— Data for this task —
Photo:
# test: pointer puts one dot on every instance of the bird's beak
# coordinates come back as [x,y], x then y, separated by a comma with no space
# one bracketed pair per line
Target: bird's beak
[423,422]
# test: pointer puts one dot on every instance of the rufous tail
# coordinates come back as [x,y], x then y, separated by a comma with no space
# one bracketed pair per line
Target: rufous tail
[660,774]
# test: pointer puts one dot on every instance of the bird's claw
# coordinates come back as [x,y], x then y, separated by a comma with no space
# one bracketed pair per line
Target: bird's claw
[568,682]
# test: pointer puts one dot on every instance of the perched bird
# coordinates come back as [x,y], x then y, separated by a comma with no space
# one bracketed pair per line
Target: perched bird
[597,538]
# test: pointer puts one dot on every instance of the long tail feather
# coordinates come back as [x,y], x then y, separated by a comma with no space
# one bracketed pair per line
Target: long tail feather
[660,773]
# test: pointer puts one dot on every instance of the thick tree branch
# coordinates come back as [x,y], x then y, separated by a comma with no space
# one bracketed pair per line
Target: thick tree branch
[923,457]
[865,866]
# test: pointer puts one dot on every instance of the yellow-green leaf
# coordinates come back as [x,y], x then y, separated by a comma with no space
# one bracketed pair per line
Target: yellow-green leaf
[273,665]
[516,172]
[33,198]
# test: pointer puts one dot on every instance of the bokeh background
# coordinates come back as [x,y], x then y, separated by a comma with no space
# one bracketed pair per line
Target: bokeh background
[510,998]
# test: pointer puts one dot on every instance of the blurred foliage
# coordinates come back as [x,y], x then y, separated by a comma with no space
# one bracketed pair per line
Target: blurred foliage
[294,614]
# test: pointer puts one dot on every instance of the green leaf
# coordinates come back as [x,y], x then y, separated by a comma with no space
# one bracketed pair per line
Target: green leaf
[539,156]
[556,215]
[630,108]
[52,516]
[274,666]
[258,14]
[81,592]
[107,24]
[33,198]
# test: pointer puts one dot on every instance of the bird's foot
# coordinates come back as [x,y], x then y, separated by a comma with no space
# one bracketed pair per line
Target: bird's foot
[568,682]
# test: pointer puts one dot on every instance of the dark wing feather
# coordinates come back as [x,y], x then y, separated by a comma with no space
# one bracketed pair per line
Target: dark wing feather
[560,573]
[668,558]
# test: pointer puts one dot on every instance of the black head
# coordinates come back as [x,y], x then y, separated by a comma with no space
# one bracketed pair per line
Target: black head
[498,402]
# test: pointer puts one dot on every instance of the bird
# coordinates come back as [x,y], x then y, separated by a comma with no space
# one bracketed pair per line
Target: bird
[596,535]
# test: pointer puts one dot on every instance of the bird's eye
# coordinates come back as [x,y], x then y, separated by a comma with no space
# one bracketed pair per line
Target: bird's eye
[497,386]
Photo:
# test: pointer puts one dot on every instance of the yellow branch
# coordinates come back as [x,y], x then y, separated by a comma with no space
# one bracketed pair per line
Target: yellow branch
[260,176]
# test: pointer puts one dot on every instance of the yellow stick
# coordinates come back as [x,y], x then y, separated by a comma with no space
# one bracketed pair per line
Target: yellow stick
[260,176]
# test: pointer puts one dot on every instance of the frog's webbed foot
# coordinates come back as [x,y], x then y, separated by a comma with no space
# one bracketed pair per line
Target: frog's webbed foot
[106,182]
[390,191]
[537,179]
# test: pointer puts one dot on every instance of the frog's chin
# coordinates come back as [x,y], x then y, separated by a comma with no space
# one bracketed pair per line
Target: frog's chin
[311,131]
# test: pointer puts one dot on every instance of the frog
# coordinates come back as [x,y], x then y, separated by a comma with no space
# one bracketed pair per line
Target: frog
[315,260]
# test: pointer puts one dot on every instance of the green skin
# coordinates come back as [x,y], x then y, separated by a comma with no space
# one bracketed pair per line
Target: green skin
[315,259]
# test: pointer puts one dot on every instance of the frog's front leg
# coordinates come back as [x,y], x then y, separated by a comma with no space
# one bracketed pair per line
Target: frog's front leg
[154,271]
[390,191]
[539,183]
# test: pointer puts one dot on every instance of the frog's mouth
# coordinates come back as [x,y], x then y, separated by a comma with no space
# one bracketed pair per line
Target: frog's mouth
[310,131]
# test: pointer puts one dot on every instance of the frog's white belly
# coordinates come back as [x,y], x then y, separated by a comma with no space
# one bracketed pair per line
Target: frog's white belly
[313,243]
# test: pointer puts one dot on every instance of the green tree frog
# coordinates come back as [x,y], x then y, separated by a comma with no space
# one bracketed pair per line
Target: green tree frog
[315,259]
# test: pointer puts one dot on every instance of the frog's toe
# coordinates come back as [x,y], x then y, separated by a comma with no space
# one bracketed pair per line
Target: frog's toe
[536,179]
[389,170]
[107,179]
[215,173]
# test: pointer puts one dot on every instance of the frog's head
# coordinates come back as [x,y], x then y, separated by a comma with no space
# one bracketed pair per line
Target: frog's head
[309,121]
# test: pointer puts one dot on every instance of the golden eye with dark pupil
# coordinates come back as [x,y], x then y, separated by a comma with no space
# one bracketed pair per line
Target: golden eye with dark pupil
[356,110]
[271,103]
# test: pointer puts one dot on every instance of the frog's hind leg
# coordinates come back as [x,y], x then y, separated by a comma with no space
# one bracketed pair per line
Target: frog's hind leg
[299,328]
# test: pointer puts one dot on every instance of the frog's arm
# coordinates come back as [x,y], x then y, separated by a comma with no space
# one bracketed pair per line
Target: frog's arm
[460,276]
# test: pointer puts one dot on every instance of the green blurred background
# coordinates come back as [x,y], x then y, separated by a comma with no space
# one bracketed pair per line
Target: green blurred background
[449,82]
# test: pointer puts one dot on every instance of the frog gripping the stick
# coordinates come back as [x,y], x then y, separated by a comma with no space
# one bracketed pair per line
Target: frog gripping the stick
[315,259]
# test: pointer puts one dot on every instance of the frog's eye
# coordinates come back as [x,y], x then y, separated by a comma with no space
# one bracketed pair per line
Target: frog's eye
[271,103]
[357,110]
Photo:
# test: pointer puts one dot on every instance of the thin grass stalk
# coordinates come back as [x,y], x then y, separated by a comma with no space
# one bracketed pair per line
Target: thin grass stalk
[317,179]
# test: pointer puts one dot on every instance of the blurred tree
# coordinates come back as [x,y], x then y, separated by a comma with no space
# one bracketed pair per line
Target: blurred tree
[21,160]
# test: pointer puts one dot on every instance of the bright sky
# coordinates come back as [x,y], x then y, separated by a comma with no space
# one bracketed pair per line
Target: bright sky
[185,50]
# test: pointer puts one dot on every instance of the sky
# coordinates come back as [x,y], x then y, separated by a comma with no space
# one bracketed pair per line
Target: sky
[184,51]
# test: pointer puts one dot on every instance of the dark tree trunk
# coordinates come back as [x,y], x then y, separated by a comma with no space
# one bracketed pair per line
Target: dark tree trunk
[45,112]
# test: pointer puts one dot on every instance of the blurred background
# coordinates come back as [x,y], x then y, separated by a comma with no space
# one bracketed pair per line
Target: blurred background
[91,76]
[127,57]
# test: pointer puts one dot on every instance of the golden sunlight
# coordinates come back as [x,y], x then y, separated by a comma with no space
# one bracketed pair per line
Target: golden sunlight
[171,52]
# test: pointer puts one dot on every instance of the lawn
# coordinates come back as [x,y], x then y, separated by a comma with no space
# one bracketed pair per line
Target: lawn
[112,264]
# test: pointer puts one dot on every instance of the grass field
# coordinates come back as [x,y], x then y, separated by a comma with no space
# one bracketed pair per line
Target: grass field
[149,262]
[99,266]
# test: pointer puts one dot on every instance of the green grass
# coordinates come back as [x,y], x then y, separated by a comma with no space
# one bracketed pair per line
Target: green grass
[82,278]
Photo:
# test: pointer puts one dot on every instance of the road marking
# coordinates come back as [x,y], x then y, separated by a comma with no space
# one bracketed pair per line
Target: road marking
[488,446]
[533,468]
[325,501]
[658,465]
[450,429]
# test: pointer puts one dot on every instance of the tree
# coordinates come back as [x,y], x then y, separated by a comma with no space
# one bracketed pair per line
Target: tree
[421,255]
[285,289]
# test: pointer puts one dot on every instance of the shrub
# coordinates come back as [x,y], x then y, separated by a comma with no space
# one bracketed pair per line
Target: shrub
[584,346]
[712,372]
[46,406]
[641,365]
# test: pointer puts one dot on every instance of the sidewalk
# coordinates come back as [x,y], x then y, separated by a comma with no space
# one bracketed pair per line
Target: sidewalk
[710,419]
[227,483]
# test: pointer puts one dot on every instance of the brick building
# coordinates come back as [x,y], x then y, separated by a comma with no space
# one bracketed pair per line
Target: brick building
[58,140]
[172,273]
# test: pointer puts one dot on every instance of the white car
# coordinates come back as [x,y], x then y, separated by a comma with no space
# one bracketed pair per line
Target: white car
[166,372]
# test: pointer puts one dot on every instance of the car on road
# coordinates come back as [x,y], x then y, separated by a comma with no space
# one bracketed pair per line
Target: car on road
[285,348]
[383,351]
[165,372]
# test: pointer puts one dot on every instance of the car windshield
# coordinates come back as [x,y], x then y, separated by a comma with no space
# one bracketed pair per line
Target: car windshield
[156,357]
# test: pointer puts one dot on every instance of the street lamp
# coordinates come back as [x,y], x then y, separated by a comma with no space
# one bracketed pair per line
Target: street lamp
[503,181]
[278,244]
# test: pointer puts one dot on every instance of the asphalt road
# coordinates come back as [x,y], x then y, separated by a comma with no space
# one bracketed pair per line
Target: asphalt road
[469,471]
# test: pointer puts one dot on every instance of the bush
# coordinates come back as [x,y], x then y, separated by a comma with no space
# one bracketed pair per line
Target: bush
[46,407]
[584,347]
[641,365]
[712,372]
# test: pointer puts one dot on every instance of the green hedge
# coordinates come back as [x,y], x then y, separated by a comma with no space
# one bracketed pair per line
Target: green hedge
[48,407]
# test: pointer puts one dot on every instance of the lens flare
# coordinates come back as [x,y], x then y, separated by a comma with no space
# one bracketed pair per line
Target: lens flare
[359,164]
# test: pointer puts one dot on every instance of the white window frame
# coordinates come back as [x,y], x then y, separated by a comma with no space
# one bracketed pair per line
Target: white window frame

— Written exercise —
Copy exactly the line containing "the asphalt road" and every line after it, ending with the last line of the records above.

— Final answer —
# test: pointer puts one dot on every instance of the asphalt road
# coordinates come back as [x,y], x then y, separated by a comma with no space
# one bracketed pair per line
Target: asphalt road
[469,471]
# test: pointer puts one dot on every instance of the bush
# coordinates come back as [x,y], x then y, separated by a comma with no space
# one bracketed pair per line
Target: bush
[46,407]
[584,347]
[641,365]
[712,372]
# test: pointer puts one dot on every instance of the green hedge
# coordinates come back as [x,y], x then y, separated by a comma with no space
# one bracketed pair per line
Target: green hedge
[48,407]
# test: pointer puts one dot on every instance of the lens flare
# coordinates come back as [x,y], x then y, separated by a comma with no space
# one bracketed pair per line
Target: lens flare
[359,164]
# test: pointer puts one dot on every instance of the white window frame
# coordinates come back as [x,y], x then y, separated by a comma with no space
# one bracketed pair per line
Target: white window frame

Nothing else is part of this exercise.